## Assigned task
Report each line of the data that has "post" somewhere in it.
Extracted material: Begin
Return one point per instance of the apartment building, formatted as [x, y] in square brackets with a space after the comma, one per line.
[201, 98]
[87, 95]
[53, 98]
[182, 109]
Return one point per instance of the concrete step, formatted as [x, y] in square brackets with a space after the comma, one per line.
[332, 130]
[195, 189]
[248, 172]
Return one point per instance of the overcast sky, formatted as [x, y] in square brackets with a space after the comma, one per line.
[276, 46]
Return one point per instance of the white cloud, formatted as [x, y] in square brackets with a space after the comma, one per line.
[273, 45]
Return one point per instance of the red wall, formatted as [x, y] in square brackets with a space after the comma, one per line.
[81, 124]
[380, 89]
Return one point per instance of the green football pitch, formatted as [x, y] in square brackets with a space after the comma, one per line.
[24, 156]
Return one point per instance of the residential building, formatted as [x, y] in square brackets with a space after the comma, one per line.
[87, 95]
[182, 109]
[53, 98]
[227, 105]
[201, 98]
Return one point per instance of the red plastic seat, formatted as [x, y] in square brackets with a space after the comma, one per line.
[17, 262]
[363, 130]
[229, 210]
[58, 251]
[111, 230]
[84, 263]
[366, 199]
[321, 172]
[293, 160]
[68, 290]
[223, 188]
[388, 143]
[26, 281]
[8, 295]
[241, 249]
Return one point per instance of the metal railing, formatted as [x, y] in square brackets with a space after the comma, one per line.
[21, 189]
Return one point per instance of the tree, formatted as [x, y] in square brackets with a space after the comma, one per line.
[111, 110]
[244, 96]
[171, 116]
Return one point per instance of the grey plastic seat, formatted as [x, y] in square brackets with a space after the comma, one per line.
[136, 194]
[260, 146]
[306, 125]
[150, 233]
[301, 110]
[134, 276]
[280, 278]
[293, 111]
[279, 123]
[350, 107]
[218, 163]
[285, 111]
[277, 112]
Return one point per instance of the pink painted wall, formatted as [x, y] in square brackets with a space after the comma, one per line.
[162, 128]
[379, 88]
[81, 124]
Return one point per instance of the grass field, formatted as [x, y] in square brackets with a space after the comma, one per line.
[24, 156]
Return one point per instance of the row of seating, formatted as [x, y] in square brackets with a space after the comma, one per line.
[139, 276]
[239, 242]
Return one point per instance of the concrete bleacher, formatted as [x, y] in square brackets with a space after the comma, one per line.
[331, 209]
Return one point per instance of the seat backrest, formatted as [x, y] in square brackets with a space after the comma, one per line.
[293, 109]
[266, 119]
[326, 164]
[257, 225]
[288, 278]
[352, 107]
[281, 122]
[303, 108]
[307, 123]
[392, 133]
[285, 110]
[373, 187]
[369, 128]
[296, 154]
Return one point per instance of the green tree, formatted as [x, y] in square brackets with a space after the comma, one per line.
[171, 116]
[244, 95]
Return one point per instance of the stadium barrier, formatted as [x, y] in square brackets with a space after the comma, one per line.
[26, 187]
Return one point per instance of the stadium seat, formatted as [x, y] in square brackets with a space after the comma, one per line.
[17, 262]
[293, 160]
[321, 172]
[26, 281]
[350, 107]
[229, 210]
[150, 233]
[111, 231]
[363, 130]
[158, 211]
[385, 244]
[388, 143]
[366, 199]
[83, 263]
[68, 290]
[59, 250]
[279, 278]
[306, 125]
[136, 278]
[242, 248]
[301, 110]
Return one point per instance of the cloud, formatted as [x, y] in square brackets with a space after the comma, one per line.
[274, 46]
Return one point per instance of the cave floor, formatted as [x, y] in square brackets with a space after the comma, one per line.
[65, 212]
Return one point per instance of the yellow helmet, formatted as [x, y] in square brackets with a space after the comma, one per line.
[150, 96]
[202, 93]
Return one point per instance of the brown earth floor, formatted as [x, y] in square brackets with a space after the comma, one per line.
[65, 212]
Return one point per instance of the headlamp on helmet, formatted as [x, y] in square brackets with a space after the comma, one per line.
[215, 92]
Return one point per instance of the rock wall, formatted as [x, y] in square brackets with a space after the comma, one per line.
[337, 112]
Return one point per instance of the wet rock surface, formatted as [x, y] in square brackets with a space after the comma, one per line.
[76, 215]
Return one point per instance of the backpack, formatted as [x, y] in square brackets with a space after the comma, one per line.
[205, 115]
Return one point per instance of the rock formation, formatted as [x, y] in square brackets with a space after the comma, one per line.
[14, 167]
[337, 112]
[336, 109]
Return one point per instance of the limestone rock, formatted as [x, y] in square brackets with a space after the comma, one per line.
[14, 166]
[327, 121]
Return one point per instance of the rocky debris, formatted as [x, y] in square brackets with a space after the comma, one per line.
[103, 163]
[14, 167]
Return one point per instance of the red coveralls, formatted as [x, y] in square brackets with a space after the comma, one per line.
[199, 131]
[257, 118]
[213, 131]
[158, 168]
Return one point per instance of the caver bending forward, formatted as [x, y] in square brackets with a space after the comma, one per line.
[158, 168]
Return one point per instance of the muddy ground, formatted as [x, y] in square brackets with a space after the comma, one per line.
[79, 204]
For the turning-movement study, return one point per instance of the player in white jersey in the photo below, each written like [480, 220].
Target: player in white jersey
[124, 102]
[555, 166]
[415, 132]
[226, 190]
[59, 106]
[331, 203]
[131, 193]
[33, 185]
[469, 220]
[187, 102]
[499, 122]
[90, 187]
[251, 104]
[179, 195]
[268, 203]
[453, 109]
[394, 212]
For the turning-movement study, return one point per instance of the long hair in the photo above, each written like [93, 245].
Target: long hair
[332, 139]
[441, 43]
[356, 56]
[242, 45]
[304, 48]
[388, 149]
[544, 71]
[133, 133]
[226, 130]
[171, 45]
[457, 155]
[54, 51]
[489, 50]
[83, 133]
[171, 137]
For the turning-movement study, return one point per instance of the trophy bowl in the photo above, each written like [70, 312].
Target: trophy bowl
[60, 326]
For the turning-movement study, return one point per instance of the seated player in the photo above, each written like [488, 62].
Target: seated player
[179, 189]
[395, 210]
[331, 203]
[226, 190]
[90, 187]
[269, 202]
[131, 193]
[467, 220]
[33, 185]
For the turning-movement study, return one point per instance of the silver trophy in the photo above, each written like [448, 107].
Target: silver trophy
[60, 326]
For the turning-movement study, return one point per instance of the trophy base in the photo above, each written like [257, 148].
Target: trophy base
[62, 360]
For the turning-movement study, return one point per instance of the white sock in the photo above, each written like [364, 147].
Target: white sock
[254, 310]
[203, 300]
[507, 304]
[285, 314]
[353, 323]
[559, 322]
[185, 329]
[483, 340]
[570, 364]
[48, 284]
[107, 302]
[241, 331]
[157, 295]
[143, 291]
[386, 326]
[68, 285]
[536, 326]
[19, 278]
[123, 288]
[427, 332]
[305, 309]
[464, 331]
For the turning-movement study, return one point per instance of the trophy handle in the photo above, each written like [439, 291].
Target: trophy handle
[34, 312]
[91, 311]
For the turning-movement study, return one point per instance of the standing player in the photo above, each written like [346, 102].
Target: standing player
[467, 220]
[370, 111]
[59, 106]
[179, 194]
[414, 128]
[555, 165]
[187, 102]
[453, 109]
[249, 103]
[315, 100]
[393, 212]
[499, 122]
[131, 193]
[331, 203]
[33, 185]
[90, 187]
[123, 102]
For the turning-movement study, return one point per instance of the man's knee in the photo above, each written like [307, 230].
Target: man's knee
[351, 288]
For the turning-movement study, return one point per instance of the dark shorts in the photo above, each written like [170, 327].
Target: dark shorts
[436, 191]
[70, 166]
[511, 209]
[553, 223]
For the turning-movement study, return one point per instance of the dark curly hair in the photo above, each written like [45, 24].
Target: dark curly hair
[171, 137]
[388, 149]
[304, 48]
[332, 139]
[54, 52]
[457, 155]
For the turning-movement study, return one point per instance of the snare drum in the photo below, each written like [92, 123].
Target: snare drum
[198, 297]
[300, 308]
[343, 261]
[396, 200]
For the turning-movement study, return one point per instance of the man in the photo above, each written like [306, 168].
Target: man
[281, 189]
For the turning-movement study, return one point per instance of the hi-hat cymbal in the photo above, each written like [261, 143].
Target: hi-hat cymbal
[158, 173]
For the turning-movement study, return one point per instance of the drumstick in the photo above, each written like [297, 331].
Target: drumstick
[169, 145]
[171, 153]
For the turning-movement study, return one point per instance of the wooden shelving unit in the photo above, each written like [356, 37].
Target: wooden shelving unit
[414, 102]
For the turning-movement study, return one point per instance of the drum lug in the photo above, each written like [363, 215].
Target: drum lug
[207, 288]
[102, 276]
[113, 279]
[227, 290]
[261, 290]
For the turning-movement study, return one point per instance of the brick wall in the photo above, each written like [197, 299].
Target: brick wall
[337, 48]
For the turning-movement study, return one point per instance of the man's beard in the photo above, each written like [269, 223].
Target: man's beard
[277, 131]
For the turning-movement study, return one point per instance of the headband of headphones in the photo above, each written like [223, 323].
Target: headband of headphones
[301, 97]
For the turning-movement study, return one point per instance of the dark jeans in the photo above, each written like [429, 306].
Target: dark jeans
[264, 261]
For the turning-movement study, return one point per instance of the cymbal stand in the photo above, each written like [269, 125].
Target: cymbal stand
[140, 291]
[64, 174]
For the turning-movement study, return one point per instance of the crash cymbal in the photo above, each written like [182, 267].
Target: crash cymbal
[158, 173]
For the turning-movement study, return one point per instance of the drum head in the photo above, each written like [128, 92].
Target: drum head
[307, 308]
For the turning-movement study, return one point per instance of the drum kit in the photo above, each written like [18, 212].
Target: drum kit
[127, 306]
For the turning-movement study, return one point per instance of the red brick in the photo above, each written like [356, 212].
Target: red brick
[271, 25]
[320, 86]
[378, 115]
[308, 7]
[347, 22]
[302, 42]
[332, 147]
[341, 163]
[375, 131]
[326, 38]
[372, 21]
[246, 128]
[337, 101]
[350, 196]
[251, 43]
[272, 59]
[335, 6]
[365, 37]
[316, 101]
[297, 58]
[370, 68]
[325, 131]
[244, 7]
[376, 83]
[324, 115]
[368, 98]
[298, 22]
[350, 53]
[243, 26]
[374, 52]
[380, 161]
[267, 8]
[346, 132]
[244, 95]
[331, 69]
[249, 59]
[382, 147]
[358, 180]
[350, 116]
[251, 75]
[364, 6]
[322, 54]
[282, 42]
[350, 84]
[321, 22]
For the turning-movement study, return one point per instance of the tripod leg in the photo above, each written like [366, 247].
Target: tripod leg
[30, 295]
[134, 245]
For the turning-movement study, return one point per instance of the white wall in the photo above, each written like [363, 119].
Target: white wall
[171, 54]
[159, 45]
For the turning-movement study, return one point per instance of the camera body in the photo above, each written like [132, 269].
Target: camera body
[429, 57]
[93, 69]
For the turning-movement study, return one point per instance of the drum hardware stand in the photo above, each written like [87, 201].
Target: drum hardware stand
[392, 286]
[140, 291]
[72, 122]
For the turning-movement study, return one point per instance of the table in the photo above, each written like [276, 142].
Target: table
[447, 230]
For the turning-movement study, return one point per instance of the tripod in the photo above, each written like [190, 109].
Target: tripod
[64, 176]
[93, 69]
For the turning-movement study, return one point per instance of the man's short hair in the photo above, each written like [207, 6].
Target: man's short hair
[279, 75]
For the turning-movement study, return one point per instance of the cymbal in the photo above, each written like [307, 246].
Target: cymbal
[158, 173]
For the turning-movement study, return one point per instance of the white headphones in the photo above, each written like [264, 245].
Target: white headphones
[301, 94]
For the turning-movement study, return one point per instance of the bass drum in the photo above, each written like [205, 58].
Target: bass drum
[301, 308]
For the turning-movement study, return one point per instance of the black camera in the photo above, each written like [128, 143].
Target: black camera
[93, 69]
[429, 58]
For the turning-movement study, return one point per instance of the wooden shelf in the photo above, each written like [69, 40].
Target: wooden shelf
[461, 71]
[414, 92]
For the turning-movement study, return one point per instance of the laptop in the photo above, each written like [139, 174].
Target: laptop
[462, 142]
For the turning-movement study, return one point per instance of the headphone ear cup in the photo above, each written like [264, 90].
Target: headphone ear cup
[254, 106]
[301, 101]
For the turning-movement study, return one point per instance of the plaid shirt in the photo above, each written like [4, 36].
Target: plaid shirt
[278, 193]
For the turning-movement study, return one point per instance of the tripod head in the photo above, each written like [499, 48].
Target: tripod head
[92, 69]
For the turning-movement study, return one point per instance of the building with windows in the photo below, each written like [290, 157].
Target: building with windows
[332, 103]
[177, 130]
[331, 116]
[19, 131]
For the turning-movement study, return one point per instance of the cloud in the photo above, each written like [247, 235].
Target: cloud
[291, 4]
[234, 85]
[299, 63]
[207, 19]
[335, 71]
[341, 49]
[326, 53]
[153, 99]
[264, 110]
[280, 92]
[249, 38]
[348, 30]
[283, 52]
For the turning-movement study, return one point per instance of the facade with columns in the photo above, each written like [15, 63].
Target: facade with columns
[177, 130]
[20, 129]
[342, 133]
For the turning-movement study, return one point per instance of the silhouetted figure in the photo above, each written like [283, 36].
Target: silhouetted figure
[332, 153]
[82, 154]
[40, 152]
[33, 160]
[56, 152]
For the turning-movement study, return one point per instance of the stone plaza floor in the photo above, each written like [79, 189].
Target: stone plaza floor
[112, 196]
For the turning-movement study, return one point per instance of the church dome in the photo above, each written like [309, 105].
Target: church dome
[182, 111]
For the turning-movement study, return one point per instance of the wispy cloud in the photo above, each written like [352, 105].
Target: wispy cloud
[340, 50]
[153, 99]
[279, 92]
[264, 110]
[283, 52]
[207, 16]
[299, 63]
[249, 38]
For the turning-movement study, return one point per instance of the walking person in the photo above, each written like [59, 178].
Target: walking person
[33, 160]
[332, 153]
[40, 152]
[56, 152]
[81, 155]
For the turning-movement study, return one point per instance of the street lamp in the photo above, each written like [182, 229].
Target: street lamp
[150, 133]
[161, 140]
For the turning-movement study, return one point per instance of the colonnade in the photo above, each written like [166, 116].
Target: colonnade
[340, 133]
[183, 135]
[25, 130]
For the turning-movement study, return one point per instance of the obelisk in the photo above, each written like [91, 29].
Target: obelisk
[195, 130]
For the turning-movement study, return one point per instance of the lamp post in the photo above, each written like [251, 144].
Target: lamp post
Extracted material: End
## Response box
For the turning-movement study, return one point per instance of the lamp post in the photo above, each written like [251, 144].
Target: lamp post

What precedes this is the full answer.